→ EXERCISE OBJECTIVE
What you give back should match the entries below character for character.

RECORDED DATA START

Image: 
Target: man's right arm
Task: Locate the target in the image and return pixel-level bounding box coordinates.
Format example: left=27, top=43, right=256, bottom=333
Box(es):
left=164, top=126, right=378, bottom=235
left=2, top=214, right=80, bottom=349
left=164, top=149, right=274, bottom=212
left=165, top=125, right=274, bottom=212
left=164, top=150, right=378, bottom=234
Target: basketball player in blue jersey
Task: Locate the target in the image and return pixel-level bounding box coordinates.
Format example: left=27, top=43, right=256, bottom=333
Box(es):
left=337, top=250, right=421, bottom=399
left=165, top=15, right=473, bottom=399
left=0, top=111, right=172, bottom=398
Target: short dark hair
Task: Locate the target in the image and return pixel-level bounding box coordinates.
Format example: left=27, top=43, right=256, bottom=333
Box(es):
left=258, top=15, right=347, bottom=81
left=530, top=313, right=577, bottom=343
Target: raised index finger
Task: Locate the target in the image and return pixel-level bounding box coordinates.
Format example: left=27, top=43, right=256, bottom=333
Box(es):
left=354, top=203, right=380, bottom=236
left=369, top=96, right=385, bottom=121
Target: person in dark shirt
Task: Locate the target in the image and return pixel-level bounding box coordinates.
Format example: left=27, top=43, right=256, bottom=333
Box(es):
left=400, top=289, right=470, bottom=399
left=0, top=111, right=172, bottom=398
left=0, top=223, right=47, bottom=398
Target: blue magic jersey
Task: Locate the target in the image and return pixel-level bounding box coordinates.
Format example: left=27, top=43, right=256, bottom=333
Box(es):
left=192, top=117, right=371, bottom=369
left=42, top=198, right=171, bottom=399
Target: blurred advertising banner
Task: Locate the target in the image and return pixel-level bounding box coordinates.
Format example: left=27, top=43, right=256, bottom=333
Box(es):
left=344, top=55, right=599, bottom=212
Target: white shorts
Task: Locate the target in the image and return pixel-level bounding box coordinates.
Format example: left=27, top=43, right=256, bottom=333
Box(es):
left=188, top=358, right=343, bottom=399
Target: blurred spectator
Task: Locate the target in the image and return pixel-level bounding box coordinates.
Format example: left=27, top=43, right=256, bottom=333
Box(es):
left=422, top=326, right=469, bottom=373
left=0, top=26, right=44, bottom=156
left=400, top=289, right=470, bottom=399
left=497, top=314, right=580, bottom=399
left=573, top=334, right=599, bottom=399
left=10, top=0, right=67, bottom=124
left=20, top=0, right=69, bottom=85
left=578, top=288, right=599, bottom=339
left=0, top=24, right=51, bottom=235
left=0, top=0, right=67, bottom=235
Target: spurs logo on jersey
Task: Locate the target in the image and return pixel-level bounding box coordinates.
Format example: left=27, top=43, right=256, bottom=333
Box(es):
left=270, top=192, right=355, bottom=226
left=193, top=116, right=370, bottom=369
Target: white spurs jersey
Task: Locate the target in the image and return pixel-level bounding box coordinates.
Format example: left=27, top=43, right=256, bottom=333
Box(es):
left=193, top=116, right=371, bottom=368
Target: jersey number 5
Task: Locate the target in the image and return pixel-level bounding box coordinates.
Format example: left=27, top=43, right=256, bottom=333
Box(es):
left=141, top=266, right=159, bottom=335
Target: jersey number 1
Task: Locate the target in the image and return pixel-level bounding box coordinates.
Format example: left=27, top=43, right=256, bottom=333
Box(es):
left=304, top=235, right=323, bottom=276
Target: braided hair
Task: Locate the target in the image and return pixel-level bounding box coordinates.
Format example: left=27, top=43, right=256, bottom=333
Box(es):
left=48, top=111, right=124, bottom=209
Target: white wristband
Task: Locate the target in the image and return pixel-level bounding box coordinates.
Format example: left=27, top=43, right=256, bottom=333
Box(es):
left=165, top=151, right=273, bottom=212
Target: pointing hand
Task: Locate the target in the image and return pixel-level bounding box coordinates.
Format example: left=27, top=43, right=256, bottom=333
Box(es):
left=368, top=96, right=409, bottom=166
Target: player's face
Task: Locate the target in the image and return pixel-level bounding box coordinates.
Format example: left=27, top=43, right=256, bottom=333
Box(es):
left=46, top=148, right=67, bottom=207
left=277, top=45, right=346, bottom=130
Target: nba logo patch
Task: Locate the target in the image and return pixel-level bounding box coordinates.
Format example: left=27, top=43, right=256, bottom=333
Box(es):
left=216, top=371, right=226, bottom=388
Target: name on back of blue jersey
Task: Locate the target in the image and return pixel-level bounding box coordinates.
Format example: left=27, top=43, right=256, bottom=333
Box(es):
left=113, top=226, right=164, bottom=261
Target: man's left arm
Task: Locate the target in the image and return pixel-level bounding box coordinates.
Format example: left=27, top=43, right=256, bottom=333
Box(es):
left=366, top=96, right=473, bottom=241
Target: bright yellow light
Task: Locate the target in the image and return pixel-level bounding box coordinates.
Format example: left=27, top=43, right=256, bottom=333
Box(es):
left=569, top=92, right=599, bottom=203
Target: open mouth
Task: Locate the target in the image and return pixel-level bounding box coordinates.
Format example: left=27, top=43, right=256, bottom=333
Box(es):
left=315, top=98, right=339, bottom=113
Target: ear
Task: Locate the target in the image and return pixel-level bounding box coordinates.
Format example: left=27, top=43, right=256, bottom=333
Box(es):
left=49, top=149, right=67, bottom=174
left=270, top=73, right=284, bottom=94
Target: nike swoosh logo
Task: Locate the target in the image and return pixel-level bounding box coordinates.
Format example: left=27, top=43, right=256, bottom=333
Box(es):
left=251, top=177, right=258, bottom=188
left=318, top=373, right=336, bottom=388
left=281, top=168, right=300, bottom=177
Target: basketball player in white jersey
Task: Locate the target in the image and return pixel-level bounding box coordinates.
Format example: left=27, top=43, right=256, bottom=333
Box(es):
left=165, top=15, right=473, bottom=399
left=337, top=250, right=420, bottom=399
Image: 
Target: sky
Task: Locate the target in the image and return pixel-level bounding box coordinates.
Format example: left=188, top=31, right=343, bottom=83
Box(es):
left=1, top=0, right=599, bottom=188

RECORDED DATA END

→ RESPONSE FOR THIS EXERCISE
Image: 
Target: man's right arm
Task: Locate the target in the image and return pixel-level bounding box coordinates.
Format example: left=27, top=43, right=256, bottom=333
Box(es):
left=164, top=126, right=378, bottom=235
left=2, top=214, right=80, bottom=349
left=164, top=149, right=274, bottom=212
left=165, top=125, right=274, bottom=212
left=164, top=150, right=378, bottom=234
Target: basketball player in blue jersey
Task: Locate the target in the image and return pixel-level bounding box coordinates.
Format example: left=27, top=43, right=256, bottom=333
Box(es):
left=337, top=250, right=421, bottom=399
left=165, top=15, right=473, bottom=399
left=0, top=111, right=172, bottom=398
Target: short dark hair
Task: Locate the target in the image and return pixel-level bounding box coordinates.
Format example: left=27, top=43, right=256, bottom=333
Box(es):
left=258, top=15, right=347, bottom=81
left=530, top=313, right=577, bottom=343
Target: raised index finger
Task: Locate the target in the image and return pixel-level bounding box coordinates.
Format example: left=27, top=43, right=256, bottom=333
Box(es):
left=354, top=203, right=380, bottom=236
left=369, top=96, right=385, bottom=121
Target: person in dark shirt
Task: Locate the target in the image and return pixel-level bounding box coordinates.
Format example: left=27, top=43, right=256, bottom=333
Box(es):
left=400, top=289, right=470, bottom=399
left=0, top=111, right=172, bottom=398
left=0, top=223, right=47, bottom=398
Target: blue magic jersey
Task: Locate the target in the image and return pixel-level bounding box coordinates.
Format example: left=27, top=43, right=256, bottom=333
Box(es):
left=192, top=117, right=371, bottom=369
left=42, top=198, right=171, bottom=399
Target: blurred advertising banner
Task: Locate the target in the image and return pixel-level bounding box coordinates.
Format example: left=27, top=43, right=256, bottom=333
Box(es):
left=344, top=55, right=599, bottom=212
Target: white shorts
Task: Locate the target in the image and return pixel-level bounding box coordinates.
Format example: left=27, top=43, right=256, bottom=333
Box(es):
left=188, top=358, right=343, bottom=399
Target: blurred spectator
Task: Locate the target in the image and return pixel-level bounding box coordinates.
Format example: left=27, top=43, right=256, bottom=333
Box(es):
left=422, top=326, right=469, bottom=373
left=0, top=26, right=44, bottom=156
left=400, top=289, right=470, bottom=399
left=497, top=314, right=580, bottom=399
left=573, top=334, right=599, bottom=399
left=10, top=0, right=67, bottom=124
left=20, top=0, right=69, bottom=85
left=578, top=288, right=599, bottom=339
left=0, top=24, right=51, bottom=235
left=0, top=0, right=67, bottom=235
Target: spurs logo on jersey
Task: Locate the target in the image and return pixel-level bounding box coordinates.
Format example: left=27, top=43, right=256, bottom=333
Box(es):
left=270, top=192, right=355, bottom=226
left=193, top=116, right=370, bottom=369
Target: white spurs jersey
Task: Locate the target in the image and return pixel-level bounding box coordinates.
Format example: left=27, top=43, right=256, bottom=333
Box(es):
left=193, top=116, right=371, bottom=368
Target: jersey number 5
Task: Locate the target in the image and return pixel-level bounding box coordinates.
Format example: left=27, top=43, right=256, bottom=333
Box(es):
left=141, top=266, right=159, bottom=335
Target: jersey number 1
Task: Locate the target in the image and return pixel-level bounding box coordinates.
Format example: left=27, top=43, right=256, bottom=333
Box(es):
left=304, top=235, right=323, bottom=276
Target: braided hair
Task: Locate the target in the image and return pixel-level bounding box coordinates.
Format example: left=27, top=43, right=256, bottom=333
Box(es):
left=48, top=111, right=124, bottom=209
Target: white wristband
Task: Locate the target in the image and return pixel-level bounding box coordinates.
Format example: left=27, top=43, right=256, bottom=333
Box(es):
left=165, top=151, right=273, bottom=212
Target: pointing hand
Task: Locate the target in the image and return pixel-level bounding box coordinates.
Format example: left=27, top=43, right=256, bottom=333
Box(es):
left=368, top=96, right=409, bottom=166
Target: player's face
Task: Locate the target in the image and return pixel-level bounding box coordinates.
Format example: left=27, top=43, right=256, bottom=333
Box(es):
left=46, top=148, right=67, bottom=207
left=277, top=45, right=346, bottom=130
Target: nba logo patch
Task: Locate the target in the image and return pixel-level bounding box coordinates.
Format example: left=27, top=43, right=256, bottom=333
Box(es):
left=216, top=371, right=226, bottom=388
Target: name on back of blue jersey
Task: Locate the target in the image and return pixel-level bounding box coordinates.
Format example: left=27, top=43, right=256, bottom=333
Box(es):
left=113, top=226, right=164, bottom=261
Target: man's left arm
Task: Locate the target in the image and return pixel-level bounding box coordinates.
Format example: left=27, top=43, right=256, bottom=333
Box(es):
left=366, top=96, right=473, bottom=241
Target: bright yellow light
Task: Locate the target in the image and return pixel-level bounding box coordinates.
Format example: left=27, top=43, right=256, bottom=333
Box(es):
left=569, top=92, right=599, bottom=203
Target: open mouth
Task: Locate the target in the image and return pixel-level bounding box coordinates.
Format example: left=27, top=43, right=256, bottom=333
Box(es):
left=315, top=98, right=339, bottom=113
Target: ear
Task: Locate the target in the image and return pixel-level bounding box coordinates.
Format example: left=27, top=43, right=256, bottom=333
Box(es):
left=49, top=149, right=67, bottom=174
left=270, top=73, right=284, bottom=94
Target: nike swoosh logo
Task: Locate the target in the image and return pixel-level bounding box coordinates.
Format example: left=27, top=43, right=256, bottom=333
Box(es):
left=251, top=177, right=258, bottom=188
left=318, top=373, right=336, bottom=388
left=281, top=168, right=300, bottom=177
Target: basketball player in white jersey
Task: Locate the target in the image and return pixel-level bounding box coordinates.
Format example: left=27, top=43, right=256, bottom=333
Box(es):
left=165, top=15, right=473, bottom=399
left=337, top=250, right=420, bottom=399
Image: 
Target: sky
Task: Locate the target in the image and return pixel-level bounding box coordinates.
Format example: left=188, top=31, right=343, bottom=83
Box(es):
left=1, top=0, right=599, bottom=188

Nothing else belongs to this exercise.